**Task directions:** Starting at the line that contains "Where can you see the paper", set down each line exactly until the records end, keeping both ends and adding nothing.

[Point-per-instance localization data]
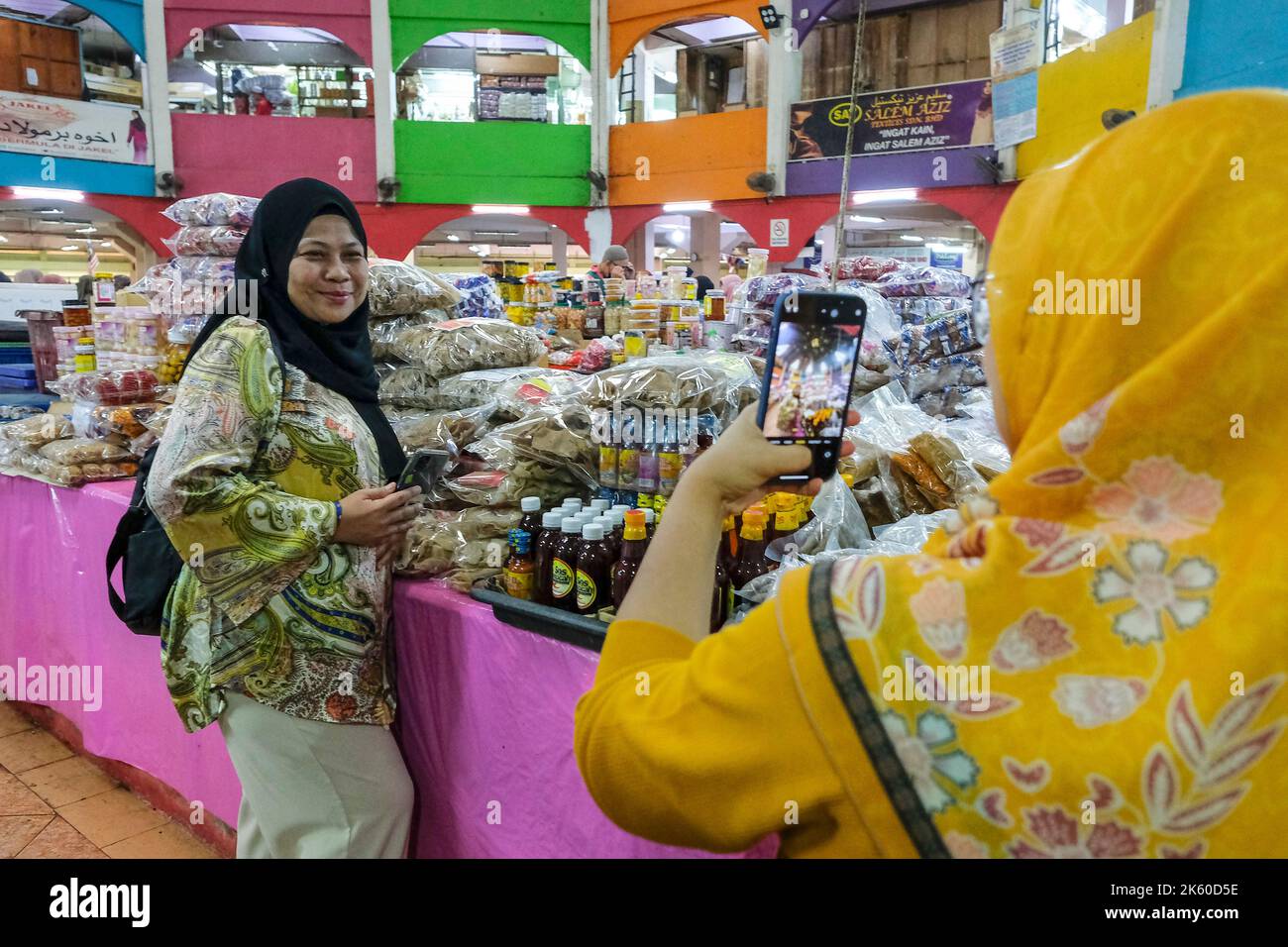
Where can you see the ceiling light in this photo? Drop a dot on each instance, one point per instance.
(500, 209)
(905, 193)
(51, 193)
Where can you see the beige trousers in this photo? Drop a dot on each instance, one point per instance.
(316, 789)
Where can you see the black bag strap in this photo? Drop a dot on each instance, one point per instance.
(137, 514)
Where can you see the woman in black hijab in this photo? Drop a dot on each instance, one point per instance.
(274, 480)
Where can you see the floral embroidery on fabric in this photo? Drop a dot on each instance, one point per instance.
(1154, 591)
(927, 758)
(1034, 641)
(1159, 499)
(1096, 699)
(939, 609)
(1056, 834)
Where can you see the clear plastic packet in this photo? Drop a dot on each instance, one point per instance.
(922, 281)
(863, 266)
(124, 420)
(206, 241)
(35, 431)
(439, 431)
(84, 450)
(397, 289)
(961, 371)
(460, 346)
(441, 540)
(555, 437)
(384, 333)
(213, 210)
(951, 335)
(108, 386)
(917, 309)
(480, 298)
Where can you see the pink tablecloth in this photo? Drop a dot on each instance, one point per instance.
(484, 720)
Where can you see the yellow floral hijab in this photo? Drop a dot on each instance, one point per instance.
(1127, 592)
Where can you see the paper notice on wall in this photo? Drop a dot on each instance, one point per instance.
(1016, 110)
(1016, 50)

**Result of the exercise:**
Where can you see the paper notice on wall in this photo? Drop a dot on each instance, one point per instance.
(1016, 110)
(1016, 50)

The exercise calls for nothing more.